Aim of the exercise
In the listing below, start your output at the line with "the person in" and end it after the line with "point_to(query) returns one point for every instance of the tree", copying every line exactly.

Data for review
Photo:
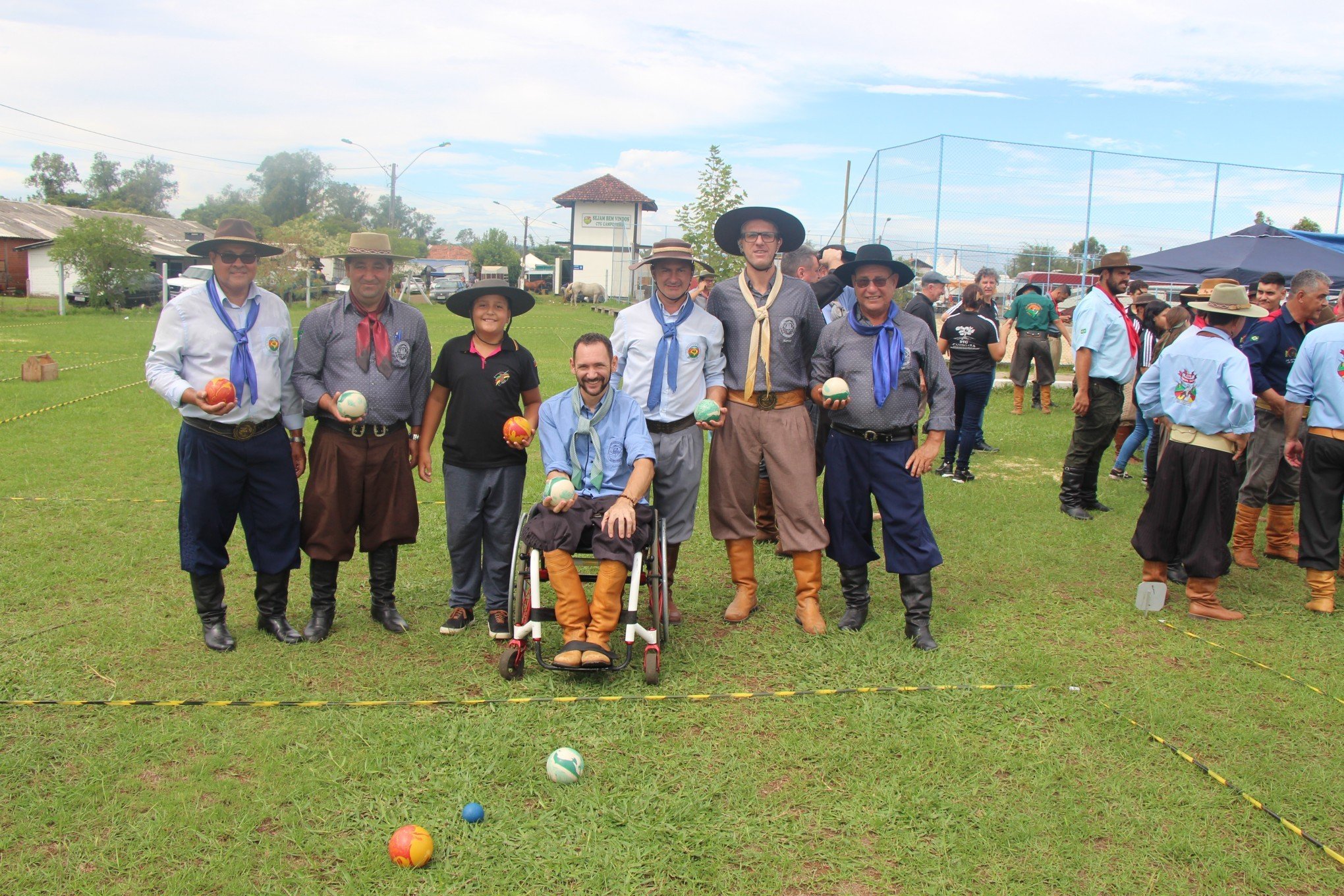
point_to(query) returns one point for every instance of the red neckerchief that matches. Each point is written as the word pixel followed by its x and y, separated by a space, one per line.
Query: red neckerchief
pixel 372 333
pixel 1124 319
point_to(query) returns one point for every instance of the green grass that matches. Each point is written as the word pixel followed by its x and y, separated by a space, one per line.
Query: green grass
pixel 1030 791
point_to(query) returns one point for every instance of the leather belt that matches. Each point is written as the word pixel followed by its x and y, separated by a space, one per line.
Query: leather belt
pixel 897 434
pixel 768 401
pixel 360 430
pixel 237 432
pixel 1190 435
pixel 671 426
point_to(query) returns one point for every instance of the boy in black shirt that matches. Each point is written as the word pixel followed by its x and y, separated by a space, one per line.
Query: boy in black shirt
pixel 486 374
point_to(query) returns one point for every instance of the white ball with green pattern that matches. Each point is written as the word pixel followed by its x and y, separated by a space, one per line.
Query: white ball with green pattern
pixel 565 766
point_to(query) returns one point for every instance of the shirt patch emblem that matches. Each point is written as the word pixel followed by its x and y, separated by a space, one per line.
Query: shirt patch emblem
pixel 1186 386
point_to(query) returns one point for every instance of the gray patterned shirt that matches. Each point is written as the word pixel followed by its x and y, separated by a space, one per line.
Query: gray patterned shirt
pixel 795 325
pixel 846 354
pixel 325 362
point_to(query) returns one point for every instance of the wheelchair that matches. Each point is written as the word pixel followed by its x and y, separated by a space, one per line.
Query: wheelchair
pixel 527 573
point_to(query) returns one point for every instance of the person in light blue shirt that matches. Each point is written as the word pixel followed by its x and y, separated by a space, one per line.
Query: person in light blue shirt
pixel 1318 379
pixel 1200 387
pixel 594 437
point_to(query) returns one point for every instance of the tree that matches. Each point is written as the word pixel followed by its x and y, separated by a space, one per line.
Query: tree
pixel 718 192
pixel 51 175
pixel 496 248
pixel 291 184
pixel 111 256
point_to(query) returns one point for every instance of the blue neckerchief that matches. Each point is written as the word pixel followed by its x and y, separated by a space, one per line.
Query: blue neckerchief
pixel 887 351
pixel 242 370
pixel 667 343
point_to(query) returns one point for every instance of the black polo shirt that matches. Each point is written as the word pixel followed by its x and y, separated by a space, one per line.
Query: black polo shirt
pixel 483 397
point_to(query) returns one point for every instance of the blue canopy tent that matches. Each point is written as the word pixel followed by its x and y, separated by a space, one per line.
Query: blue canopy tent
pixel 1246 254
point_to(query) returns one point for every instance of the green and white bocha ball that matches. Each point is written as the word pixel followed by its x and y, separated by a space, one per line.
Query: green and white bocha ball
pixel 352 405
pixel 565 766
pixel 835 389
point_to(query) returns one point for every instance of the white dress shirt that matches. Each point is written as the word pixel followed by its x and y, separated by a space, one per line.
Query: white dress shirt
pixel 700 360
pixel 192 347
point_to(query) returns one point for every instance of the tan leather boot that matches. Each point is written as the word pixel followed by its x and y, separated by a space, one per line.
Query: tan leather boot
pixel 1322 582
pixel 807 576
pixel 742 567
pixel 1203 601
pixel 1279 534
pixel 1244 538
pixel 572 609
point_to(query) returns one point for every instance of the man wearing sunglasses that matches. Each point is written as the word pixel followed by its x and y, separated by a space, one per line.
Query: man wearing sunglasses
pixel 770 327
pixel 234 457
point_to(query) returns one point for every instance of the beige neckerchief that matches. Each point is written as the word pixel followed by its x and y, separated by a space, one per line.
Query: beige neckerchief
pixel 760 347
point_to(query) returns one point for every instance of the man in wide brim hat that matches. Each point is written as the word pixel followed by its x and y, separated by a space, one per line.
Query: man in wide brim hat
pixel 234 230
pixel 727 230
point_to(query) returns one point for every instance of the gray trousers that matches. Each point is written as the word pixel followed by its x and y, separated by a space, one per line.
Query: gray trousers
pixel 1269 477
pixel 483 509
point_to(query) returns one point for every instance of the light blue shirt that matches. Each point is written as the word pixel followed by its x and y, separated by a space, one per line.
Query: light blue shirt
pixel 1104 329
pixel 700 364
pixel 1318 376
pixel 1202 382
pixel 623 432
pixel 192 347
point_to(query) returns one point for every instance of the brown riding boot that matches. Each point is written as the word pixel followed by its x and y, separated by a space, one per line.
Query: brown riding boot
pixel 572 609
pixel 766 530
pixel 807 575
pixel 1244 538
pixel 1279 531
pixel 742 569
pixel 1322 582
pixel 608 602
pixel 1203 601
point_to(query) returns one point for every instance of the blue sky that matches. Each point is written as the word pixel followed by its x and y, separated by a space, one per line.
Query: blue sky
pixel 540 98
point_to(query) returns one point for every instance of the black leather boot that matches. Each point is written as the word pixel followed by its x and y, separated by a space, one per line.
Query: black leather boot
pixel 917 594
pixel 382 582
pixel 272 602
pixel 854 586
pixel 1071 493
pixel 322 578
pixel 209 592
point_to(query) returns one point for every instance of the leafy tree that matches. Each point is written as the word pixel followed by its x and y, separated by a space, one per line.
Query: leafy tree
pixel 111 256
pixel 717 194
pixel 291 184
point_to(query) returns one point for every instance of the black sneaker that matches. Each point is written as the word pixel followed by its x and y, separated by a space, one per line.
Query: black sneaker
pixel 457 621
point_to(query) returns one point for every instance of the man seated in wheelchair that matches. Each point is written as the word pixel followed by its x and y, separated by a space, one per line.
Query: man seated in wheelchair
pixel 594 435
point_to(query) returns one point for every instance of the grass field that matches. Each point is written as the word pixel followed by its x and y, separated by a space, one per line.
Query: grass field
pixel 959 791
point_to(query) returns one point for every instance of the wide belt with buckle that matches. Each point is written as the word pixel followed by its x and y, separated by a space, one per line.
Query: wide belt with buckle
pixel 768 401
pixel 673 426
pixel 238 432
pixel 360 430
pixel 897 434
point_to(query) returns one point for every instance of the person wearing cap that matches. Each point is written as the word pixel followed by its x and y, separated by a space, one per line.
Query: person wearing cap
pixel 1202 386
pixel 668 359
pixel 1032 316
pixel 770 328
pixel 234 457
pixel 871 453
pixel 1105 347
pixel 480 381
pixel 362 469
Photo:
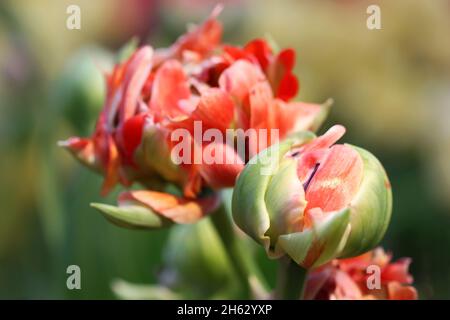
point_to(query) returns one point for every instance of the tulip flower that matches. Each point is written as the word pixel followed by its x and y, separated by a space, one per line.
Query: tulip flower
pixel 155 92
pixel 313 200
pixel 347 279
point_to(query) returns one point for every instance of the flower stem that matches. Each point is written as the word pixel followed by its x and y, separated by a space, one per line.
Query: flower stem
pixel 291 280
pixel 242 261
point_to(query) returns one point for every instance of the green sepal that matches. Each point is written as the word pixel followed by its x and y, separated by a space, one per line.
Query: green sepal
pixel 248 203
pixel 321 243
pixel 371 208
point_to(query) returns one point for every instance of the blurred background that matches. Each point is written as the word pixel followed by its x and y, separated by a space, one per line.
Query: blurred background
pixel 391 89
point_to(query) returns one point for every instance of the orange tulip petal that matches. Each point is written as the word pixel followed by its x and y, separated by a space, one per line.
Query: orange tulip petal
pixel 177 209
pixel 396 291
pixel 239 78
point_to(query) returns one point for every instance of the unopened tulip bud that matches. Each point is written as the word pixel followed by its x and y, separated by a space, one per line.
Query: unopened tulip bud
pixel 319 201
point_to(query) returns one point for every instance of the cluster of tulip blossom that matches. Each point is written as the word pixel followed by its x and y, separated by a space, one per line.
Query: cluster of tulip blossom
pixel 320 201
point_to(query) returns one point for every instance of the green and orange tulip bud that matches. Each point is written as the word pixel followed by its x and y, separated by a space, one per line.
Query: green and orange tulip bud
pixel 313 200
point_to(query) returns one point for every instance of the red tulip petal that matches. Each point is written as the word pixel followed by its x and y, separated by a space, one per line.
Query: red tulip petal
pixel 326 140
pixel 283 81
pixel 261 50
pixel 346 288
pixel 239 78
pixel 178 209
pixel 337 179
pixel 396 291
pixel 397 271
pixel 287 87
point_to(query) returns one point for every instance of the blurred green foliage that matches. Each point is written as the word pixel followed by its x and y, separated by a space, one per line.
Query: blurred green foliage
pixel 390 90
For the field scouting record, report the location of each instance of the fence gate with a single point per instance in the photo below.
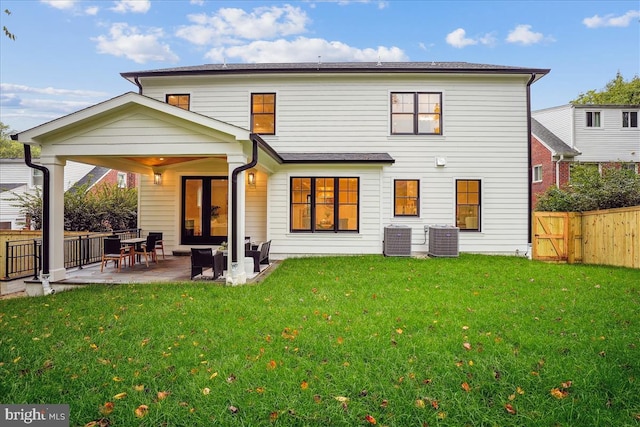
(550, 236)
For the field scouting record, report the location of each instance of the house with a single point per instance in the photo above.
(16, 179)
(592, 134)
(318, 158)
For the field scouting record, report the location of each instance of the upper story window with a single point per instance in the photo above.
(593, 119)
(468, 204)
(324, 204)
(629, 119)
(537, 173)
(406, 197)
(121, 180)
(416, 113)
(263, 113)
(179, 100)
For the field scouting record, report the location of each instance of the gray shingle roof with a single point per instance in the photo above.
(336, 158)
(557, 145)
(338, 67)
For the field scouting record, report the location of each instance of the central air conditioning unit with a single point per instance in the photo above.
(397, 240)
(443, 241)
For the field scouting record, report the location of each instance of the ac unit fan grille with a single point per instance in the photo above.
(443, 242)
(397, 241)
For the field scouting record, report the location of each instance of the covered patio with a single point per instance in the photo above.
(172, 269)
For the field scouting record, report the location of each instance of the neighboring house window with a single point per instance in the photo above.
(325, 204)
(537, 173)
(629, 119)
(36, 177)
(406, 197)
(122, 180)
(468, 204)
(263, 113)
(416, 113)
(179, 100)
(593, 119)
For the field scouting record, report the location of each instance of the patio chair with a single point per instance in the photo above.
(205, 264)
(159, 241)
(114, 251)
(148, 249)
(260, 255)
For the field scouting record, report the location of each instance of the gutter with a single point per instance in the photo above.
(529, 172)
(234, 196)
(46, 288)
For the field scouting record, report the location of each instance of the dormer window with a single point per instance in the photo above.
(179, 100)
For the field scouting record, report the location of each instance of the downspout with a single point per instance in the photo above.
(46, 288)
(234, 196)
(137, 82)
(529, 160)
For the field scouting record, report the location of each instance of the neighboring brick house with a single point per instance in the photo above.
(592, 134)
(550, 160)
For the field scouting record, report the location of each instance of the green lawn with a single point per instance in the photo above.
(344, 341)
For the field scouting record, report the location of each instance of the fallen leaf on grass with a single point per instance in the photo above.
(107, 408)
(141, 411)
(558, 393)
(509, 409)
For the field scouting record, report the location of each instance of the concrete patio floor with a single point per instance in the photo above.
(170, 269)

Completed exercise
point_to(query) returns one point for every instance of the person in light blue shirt that matches. Each point is written as the word pixel followed by its x and y, separated by a space, one per line.
Query: person in light blue shirt
pixel 1318 379
pixel 1200 387
pixel 594 437
point_to(query) returns one point for every instance of the tree that matches. Each point is written as the word pixel followed by its x and y, separated by a space, one per line.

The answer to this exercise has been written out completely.